__PAGE EXCERPT__
• • • • •

# Meet Butterbean!



## spruce (Mar 13, 2008)

absolute cutest


----------



## goldencontriever3 (Nov 7, 2008)

Oh how cute!! How old is she?


----------



## Kally76 (Jun 14, 2010)

goldencontriever3 said:


> Oh how cute!! How old is she?


 
She was born on Tuesday, and she has already headbutted Ranger and Roxie. She is a fiesty little thing.


----------



## goldencontriever3 (Nov 7, 2008)

Kally76 said:


> She was born on Tuesday, and she has already headbutted Ranger and Roxie. She is a fiesty little thing.


Sounds like she is going to be the boss! She is so cute!


----------



## West (Jul 9, 2010)

She's adorable


----------



## PB&J (Jun 19, 2009)

She is SO cute!


----------



## Jackson'sMom (Oct 13, 2007)

I think goats are so cute.


----------



## Tahnee GR (Aug 26, 2006)

Cute cute cute! I love goats


----------



## Karen519 (Aug 21, 2006)

*Butterbean*

Butterbean is BEYOND ADORABLE!! I love her!!
Looks like your dogs love her, too!!!


----------



## jackie_hubert (Jun 2, 2010)

Oh I've always wanted a goat! Butterbean is adorable. I think she should have honorary GR status and participate on the forum.


----------



## Jax's Mom (Oct 16, 2009)

Butterbean is soo cute!!


----------



## Paige&Lily (Nov 4, 2010)

She is so stinkin cute and I love her name!


----------



## Murphysmom (Nov 2, 2009)

OMG I LLLLLOOOOOOVVVVVVEEEEE goats! She's so freaking cute, and I love her name! I can't wait to move out to the country so we can have goats!!


----------



## C's Mom (Dec 7, 2009)

Very sweet!


----------



## Neeko13 (Jul 10, 2010)

Hello Butterbeans, welcome to the world, Miss cutie patutie::


----------



## Tanyac (Jun 18, 2008)

Ahhh, Butterbean is such a cutie:


----------



## LifeOfRiley (Nov 2, 2007)

Oh my god, how cute! I'm envious -- I've always wanted a goat. I just adore them.


----------



## Lisa_and_Willow. (Dec 18, 2007)

Best name ever! What a cutie!


----------



## DaisyGolden (Jan 4, 2008)

• • • • •

__TASK DESCRIPTION__
Duplicate the passage of the Butterbean thread starting at "## jackie_hubert (Jun" and ending at "is soo cute!!". The lines after this come from a different source.

__DATA PROVIDED__

• • • • •

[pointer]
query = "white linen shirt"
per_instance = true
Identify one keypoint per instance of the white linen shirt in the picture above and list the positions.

• • • • •

__RIGHT ANSWER__
## jackie_hubert (Jun 2, 2010)

Oh I've always wanted a goat! Butterbean is adorable. I think she should have honorary GR status and participate on the forum.


----------



## Jax's Mom (Oct 16, 2009)

Butterbean is soo cute!!